[Location annotation dataset excerpts]
##########
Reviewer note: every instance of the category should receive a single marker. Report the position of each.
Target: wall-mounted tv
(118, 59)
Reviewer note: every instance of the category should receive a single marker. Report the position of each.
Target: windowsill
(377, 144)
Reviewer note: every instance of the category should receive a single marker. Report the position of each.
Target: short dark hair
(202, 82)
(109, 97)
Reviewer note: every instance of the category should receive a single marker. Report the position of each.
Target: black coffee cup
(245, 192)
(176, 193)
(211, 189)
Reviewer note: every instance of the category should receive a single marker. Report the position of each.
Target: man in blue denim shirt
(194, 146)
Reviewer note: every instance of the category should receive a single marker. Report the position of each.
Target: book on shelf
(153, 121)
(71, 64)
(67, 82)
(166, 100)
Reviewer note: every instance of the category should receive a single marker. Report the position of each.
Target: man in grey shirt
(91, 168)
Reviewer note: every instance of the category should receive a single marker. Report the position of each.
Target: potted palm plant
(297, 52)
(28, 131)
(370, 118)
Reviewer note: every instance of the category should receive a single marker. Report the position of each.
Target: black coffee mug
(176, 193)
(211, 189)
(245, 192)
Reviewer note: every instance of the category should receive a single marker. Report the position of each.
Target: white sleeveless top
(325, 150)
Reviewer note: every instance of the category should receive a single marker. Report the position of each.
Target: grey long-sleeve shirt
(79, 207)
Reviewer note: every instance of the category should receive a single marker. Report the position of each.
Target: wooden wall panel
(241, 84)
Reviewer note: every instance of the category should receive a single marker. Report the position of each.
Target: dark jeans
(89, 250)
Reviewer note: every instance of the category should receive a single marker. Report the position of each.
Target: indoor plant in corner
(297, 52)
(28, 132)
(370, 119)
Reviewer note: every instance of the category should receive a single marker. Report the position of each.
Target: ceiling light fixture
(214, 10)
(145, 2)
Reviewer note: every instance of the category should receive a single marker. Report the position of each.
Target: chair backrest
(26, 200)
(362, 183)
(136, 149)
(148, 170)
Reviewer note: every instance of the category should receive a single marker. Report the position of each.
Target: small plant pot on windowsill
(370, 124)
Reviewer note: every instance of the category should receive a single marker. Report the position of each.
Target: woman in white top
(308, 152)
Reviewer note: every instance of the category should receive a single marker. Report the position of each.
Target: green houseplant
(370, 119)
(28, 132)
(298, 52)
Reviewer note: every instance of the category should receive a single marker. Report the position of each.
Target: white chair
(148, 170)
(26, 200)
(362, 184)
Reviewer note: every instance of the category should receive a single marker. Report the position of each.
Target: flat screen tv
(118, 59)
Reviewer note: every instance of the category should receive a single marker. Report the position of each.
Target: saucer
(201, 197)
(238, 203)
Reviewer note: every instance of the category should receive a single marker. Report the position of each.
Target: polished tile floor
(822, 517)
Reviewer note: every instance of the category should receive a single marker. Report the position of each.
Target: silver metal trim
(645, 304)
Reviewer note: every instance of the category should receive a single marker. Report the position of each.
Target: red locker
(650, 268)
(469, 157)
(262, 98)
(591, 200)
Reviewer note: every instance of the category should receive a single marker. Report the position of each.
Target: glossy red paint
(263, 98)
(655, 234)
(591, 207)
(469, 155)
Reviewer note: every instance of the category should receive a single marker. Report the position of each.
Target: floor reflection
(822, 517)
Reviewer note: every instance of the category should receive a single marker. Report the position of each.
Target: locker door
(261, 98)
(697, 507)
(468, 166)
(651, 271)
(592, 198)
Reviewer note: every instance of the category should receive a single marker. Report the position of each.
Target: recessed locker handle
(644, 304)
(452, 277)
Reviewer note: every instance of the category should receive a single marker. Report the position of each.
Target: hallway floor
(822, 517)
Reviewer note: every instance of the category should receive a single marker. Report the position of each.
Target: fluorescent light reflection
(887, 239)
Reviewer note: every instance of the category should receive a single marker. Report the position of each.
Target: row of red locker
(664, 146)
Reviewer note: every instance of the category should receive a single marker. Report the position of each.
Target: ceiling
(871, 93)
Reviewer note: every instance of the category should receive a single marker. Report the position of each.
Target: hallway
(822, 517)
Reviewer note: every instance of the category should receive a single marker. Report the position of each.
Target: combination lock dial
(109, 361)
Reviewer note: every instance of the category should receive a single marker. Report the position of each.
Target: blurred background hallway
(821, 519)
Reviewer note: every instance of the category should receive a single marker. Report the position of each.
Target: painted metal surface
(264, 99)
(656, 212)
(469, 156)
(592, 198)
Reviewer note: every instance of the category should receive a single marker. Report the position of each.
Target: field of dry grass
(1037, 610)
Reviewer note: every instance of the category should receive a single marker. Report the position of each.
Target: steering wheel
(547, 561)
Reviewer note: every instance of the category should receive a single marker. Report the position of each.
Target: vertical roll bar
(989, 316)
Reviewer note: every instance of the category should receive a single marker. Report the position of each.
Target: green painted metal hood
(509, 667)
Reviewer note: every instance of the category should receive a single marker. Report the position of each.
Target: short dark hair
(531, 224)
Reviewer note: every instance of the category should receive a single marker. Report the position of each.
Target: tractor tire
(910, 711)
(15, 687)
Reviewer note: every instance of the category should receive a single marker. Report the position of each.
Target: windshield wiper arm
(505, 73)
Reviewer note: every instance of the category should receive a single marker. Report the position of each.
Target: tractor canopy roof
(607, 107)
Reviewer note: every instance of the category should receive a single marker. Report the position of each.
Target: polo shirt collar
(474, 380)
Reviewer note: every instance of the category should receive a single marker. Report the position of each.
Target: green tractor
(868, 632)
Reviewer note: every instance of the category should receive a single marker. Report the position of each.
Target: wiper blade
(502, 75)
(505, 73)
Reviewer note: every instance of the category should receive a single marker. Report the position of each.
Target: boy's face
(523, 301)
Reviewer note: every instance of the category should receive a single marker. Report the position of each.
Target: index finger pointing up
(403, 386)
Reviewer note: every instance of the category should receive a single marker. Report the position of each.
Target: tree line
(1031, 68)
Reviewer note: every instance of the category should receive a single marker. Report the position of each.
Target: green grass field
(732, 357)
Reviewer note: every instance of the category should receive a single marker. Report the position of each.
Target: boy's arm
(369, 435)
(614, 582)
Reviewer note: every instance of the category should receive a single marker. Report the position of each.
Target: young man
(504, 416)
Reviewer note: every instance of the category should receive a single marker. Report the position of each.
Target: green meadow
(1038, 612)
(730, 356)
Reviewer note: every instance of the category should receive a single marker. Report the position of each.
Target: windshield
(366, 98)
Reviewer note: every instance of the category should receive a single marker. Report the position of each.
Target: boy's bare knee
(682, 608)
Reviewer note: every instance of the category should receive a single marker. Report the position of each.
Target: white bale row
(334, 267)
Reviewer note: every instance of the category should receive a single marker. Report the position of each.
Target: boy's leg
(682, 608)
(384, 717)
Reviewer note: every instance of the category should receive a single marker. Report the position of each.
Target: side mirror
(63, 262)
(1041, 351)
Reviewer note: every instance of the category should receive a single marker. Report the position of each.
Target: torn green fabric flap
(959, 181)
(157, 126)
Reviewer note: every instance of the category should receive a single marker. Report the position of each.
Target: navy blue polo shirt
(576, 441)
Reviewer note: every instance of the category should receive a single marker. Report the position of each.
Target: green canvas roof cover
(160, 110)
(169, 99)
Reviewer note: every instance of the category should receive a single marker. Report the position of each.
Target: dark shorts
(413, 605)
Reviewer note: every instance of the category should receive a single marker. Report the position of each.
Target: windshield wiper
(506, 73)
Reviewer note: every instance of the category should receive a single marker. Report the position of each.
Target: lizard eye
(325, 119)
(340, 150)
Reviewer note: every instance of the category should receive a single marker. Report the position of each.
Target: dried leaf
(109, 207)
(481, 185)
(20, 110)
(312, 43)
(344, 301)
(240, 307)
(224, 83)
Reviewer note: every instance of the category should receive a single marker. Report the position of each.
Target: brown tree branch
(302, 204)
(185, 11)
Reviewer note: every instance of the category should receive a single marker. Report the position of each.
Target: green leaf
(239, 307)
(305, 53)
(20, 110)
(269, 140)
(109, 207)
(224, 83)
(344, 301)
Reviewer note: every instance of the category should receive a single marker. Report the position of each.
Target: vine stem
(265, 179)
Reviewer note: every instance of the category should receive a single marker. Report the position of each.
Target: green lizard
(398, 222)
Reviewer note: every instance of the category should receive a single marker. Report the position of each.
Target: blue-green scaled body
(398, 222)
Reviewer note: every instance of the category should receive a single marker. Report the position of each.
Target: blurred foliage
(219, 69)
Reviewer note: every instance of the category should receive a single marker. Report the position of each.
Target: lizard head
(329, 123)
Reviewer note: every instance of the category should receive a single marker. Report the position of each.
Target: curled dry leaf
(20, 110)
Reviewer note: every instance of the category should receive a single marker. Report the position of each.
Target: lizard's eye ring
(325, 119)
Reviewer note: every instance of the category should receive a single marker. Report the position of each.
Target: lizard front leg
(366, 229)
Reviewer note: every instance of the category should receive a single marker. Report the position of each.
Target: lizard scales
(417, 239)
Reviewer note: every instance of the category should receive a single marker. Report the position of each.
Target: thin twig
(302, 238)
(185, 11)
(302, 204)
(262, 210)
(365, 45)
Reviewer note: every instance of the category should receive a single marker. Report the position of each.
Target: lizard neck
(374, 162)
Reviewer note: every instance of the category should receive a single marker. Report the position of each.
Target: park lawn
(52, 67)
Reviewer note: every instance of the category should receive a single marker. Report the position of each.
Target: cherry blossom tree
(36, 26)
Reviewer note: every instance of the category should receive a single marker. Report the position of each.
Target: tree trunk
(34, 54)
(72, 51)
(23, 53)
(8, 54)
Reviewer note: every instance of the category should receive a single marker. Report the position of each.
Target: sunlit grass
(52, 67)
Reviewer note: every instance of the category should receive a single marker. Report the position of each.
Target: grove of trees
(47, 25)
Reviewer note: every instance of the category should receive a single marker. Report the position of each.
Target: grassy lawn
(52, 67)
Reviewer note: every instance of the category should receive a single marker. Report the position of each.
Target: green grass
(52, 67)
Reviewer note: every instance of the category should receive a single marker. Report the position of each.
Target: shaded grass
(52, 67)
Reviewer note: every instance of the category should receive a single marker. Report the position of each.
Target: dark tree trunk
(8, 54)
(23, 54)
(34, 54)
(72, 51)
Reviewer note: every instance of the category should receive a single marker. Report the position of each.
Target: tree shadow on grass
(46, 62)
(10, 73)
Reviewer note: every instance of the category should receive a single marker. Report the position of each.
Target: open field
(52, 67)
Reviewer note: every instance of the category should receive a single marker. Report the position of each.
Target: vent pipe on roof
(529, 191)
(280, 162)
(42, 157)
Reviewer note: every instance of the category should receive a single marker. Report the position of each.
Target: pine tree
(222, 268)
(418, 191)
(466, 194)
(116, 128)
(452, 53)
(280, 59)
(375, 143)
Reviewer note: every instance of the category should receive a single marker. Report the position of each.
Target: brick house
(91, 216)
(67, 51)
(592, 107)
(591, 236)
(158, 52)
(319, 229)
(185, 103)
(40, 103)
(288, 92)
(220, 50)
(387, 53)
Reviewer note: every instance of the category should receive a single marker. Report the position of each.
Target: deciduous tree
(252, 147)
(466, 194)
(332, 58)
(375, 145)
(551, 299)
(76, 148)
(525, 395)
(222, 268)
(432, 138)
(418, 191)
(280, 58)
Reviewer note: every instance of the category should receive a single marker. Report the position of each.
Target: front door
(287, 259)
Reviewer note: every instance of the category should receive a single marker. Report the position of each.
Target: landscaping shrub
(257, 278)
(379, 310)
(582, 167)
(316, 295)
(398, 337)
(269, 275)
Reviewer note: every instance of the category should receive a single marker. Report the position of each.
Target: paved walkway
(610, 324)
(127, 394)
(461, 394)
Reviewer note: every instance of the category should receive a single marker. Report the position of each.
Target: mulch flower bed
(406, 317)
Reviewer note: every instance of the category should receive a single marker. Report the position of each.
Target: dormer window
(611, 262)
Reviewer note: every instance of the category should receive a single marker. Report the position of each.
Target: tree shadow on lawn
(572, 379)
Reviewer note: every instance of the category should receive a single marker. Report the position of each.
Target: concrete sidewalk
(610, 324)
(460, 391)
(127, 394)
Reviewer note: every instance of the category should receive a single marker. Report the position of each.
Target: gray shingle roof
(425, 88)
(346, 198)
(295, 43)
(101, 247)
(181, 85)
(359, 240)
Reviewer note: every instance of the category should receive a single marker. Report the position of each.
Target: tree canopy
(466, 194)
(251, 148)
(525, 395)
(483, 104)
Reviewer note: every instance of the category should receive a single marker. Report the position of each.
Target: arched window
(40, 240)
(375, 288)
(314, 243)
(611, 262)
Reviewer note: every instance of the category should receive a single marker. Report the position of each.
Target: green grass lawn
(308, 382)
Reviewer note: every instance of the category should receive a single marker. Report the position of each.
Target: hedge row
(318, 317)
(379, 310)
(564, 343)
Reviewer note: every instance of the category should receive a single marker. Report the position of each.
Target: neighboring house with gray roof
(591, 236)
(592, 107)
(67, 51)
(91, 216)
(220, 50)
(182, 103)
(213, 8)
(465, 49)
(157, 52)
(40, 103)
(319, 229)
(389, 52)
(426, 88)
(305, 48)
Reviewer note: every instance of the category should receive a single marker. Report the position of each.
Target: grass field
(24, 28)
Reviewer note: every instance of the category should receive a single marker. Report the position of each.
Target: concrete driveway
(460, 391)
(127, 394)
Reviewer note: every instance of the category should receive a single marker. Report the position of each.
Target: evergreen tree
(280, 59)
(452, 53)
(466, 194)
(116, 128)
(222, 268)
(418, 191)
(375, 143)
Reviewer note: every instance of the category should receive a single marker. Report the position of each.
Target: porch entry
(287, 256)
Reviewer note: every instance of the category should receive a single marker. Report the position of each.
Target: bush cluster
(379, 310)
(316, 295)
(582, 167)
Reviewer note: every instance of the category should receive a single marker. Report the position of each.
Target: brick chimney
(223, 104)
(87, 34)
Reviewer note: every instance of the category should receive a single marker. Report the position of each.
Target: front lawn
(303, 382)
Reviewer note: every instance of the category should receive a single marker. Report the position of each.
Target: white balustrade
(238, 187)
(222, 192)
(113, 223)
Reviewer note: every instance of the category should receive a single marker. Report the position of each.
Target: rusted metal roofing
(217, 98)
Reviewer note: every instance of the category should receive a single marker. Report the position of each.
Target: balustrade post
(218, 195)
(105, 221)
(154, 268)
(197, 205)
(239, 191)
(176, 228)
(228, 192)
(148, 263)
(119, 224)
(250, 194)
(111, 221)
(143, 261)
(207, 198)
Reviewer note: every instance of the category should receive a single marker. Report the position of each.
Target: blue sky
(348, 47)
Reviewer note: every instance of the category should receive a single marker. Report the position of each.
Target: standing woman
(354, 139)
##########
**TASK DESCRIPTION:** Pull out each line of the rows above that contains the string "floor", and copy those lines.

**RESPONSE FOR THIS EXERCISE:**
Target: polished tile floor
Target: floor reflection
Target: hallway floor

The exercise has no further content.